**Raw data**
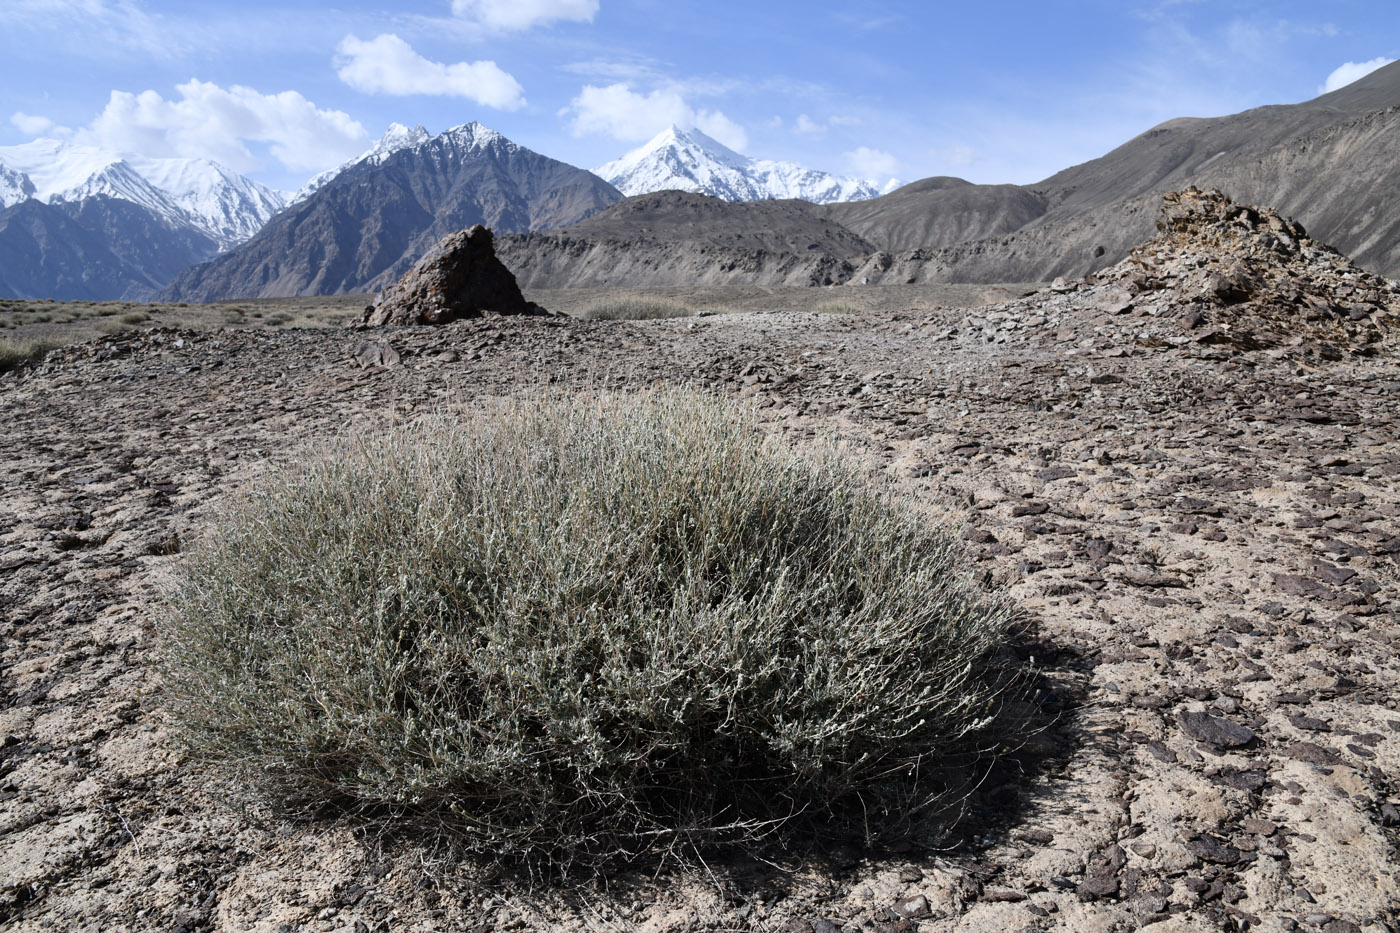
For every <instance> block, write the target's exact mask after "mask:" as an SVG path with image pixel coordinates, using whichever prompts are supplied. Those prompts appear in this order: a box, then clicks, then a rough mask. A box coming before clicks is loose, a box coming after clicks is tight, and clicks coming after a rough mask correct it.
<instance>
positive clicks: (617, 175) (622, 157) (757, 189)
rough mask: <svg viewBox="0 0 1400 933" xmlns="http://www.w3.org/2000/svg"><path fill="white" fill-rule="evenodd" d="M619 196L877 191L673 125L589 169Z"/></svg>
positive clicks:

...

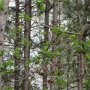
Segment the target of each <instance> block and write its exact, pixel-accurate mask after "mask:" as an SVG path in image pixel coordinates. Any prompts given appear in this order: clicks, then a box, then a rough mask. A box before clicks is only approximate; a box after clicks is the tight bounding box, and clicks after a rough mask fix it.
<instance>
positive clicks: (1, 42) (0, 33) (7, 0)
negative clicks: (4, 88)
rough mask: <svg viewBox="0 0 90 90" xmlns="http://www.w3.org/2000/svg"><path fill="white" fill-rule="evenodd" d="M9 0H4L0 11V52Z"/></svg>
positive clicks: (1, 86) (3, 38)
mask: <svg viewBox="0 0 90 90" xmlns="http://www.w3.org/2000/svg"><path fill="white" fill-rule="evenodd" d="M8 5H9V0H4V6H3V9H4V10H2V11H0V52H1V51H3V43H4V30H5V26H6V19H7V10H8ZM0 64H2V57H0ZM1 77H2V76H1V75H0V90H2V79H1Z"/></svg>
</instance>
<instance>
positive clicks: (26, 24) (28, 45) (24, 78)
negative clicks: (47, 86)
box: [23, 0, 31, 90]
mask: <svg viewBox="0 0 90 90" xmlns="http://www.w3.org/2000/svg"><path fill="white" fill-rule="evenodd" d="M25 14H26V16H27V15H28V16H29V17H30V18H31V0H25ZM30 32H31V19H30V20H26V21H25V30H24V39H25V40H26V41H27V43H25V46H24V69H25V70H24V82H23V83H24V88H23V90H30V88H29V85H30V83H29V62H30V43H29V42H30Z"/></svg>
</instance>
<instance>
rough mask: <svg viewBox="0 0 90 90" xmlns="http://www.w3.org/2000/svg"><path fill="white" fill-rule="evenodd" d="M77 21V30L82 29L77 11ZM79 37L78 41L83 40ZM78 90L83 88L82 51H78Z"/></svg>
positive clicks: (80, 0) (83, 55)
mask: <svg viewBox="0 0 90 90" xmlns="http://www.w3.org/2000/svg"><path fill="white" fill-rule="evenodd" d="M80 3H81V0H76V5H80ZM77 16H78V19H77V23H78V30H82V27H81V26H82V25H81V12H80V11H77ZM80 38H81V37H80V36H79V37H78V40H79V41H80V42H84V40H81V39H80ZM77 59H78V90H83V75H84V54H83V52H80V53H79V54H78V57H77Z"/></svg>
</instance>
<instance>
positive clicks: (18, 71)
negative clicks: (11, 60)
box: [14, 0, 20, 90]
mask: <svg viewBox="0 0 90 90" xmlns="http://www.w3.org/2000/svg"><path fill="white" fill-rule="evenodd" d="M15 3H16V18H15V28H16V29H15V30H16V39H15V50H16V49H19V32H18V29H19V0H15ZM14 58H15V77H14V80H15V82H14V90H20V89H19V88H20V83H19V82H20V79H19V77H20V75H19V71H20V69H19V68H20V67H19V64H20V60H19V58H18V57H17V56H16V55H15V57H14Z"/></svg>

---

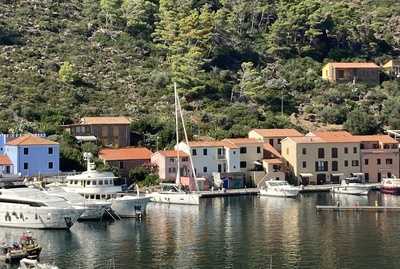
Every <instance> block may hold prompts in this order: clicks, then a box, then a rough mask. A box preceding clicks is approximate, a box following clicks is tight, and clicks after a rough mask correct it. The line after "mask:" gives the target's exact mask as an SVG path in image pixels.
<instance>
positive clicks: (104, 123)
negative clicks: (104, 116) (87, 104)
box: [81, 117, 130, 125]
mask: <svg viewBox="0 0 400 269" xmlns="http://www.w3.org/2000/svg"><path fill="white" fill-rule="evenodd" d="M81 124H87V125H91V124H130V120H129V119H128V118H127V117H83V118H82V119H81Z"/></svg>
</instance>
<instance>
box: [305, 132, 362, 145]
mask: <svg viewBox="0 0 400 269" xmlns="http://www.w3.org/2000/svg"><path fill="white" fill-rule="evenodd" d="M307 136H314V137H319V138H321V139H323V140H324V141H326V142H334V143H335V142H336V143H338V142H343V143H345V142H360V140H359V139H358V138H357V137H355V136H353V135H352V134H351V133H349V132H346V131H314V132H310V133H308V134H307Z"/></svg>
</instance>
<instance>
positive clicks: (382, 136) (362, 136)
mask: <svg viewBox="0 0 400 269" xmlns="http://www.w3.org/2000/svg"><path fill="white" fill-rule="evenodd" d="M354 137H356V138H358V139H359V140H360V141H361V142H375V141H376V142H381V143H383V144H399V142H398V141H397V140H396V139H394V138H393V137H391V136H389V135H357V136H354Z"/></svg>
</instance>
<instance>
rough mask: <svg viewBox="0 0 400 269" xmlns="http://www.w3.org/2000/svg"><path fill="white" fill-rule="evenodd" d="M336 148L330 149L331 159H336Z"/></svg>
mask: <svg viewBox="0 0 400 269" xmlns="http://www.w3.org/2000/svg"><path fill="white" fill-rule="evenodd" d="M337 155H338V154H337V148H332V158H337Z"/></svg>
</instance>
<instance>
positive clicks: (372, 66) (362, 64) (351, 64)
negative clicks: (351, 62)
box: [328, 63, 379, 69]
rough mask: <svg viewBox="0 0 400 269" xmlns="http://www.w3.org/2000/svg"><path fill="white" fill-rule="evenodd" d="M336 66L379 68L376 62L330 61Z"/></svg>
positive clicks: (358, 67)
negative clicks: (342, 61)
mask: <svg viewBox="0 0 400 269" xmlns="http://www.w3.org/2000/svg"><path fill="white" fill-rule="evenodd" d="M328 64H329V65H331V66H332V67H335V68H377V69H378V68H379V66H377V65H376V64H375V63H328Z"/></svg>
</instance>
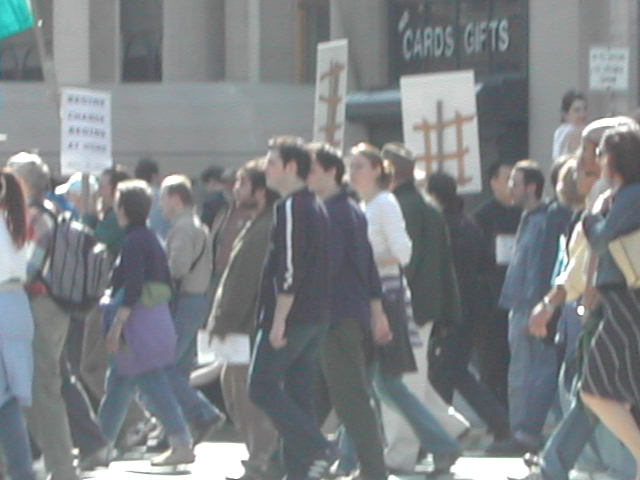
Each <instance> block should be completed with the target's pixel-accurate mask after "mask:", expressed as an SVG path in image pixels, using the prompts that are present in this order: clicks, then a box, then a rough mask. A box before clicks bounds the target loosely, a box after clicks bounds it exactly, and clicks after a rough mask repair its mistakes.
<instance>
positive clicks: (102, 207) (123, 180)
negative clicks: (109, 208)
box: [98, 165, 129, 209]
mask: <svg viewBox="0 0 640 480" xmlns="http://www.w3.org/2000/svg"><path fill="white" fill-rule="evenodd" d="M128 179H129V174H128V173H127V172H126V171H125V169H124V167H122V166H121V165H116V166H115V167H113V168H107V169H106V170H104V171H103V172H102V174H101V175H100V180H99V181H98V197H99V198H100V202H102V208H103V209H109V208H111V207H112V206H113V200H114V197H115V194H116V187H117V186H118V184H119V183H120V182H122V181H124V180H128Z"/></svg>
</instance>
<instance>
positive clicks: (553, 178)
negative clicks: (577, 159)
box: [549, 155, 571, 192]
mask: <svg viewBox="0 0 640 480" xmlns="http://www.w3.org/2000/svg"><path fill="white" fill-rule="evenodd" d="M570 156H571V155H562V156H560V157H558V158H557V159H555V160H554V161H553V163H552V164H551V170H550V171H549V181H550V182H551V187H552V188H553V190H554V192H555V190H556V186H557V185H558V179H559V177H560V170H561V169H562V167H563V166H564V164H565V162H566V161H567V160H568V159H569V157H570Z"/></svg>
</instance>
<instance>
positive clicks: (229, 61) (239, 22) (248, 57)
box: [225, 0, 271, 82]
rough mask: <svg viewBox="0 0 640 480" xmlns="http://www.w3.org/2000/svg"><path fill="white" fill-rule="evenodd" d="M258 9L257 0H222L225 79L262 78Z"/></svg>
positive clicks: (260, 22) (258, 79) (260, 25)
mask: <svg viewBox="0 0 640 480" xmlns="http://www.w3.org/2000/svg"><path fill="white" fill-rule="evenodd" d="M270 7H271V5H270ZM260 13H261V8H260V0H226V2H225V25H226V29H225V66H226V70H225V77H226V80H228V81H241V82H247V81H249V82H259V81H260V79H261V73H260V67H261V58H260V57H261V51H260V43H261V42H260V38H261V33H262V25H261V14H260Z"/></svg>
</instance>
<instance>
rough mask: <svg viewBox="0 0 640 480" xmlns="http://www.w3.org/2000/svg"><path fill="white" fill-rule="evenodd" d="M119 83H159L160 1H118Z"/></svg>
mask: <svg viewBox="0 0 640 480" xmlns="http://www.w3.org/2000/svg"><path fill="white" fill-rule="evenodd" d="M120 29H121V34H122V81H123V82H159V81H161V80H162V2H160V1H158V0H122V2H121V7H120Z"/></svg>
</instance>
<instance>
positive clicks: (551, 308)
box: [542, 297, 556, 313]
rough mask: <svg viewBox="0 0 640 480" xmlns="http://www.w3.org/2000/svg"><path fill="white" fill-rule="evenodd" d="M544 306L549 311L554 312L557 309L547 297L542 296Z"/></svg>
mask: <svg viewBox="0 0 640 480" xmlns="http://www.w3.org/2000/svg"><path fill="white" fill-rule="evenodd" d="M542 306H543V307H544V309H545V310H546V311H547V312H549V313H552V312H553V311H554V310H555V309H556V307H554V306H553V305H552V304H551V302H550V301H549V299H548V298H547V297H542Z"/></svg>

**Instructions for the task**
Of the records above, print only the lines from the one containing "box: [328, 63, 379, 69]" through the one containing "negative clicks: (109, 208)", inclusive and unaltered, leaving out pictures.

**Solution**
box: [328, 63, 379, 69]
rough mask: <svg viewBox="0 0 400 269" xmlns="http://www.w3.org/2000/svg"><path fill="white" fill-rule="evenodd" d="M336 66L379 68L376 62L330 61Z"/></svg>
positive clicks: (358, 67)
negative clicks: (342, 61)
mask: <svg viewBox="0 0 400 269" xmlns="http://www.w3.org/2000/svg"><path fill="white" fill-rule="evenodd" d="M328 64H329V65H331V66H332V67H335V68H377V69H378V68H379V66H377V65H376V64H375V63H328Z"/></svg>
</instance>
Each <instance> block should be completed with the target's pixel-accurate mask after "mask:", expressed as an SVG path in image pixels, using the prompts that are present in this order: clicks, then a box, then a rough mask. A box before clicks bounds the target loosely, a box after clicks bounds it exactly, and clicks after a rough mask repair its mistakes.
<instance>
positive clicks: (102, 207) (123, 180)
negative clicks: (109, 208)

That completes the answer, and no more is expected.